Supplied entries »
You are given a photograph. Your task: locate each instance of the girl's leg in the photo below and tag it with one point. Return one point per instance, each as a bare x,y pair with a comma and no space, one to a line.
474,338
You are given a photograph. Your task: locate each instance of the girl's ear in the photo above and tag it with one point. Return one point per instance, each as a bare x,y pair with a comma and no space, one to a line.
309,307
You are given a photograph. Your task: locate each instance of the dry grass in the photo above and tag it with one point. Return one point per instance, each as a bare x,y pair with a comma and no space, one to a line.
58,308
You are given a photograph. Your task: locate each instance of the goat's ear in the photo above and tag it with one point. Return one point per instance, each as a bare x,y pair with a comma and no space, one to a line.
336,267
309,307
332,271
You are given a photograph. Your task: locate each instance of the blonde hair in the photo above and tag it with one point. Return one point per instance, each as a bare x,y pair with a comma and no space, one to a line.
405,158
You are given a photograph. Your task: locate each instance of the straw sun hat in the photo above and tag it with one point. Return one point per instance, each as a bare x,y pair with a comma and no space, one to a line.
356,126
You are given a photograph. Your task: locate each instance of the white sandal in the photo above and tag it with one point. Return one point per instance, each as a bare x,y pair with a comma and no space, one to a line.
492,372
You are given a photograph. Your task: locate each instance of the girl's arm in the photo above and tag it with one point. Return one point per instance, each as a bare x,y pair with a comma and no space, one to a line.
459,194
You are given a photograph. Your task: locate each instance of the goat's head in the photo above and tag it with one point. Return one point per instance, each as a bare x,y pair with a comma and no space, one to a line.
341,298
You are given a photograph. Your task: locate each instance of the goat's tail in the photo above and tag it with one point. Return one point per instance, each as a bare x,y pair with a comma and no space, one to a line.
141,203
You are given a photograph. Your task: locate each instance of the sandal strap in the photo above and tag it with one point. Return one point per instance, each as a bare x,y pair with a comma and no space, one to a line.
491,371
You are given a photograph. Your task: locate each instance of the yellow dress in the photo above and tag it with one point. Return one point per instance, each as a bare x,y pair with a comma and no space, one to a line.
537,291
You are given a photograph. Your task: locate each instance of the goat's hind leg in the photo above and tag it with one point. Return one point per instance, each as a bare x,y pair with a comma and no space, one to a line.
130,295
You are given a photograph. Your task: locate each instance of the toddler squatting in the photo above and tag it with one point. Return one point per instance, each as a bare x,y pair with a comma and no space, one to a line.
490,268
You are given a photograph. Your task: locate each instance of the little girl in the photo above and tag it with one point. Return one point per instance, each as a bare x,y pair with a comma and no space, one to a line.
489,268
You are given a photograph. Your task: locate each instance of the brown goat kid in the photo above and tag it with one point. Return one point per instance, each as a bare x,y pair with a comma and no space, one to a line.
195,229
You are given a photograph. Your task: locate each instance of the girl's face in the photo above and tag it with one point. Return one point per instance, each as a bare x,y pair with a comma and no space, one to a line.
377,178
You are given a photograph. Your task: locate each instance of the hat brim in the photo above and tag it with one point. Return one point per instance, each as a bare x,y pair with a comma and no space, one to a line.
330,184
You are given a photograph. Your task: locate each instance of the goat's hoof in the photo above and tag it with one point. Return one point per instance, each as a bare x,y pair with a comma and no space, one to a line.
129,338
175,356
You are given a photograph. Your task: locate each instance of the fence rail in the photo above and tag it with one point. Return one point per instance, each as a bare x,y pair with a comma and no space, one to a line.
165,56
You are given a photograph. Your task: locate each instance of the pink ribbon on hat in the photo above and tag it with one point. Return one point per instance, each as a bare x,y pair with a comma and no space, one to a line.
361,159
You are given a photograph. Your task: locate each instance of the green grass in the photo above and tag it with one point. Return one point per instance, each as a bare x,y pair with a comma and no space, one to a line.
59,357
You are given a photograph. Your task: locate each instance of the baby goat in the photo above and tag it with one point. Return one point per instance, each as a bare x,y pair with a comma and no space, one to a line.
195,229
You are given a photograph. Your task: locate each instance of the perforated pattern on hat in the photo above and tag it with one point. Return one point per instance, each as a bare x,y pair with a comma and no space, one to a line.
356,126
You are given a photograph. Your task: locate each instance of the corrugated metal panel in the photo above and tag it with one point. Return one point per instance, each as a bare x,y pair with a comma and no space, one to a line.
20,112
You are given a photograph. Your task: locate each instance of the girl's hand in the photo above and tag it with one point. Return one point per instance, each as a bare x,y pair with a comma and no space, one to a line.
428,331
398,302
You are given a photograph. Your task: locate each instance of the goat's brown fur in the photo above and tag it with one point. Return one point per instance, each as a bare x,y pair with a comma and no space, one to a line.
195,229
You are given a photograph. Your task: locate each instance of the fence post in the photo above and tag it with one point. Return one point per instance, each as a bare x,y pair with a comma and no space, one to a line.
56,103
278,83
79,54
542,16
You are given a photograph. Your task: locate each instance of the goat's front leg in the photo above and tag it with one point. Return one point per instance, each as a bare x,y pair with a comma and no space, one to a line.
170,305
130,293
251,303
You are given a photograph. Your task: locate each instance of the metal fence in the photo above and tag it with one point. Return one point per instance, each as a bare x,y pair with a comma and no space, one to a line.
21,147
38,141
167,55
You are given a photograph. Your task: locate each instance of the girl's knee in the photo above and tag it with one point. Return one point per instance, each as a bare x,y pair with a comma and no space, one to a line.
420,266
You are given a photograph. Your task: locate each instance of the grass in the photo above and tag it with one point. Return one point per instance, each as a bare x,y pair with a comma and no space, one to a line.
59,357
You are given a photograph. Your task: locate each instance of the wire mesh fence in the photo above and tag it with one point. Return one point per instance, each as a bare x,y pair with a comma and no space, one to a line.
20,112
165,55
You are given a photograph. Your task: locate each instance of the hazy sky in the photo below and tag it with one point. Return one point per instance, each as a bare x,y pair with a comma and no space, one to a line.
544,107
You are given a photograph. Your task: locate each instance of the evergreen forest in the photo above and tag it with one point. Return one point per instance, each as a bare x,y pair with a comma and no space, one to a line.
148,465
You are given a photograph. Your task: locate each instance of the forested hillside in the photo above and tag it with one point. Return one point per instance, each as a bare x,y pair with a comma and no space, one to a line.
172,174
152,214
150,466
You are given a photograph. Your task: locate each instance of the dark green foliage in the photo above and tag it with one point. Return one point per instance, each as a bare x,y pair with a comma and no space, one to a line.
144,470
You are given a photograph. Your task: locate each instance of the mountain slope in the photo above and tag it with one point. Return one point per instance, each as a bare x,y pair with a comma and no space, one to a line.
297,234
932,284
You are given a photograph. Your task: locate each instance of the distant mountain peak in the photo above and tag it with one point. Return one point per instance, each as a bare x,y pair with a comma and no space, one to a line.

Requirements »
Repeat exactly the lines from the line containing "of the hazy" through the last line of the records above, including both, and nothing else.

Solution to this exercise »
You are given a photograph. Your task: locate each instance of the hazy sky in the photo below and tag it with one point. Return one point per instance, each as a bare x,y pair with a comma and no space, one to a line.
544,107
You are given a photograph. Your task: locate each instance of the evergreen forest in the photo above and tag it with one point. Return one point per instance, each as a bare x,y pair with a comma and no space, one to a line.
148,465
You are given a photograph. Your task: locate each instance of the forested hillside in the photo above and tag it with one point. Return one point per instance, each as a bare x,y pair with a comma and no space, one to a line.
172,174
152,214
150,466
You are given a photograph. Your task: locate each instance of the dark green foliage in the photo above and tag it with one point. Return one point per instance, each as a bare x,y pair with a comma and no space, one to a line.
144,470
You are given a photograph. Your task: locate each instance of the mountain slope in the photo above and tag it with one point. Return one point per instance, each as a bare x,y pair with a comma and no space, one to a line.
297,234
932,284
You are given a photograph. Your task: locate each instance of the distant mountain peak in the photo above and tag it with one point. Return one point per instance, each as a bare x,y pair with a comma and no space, one to a line.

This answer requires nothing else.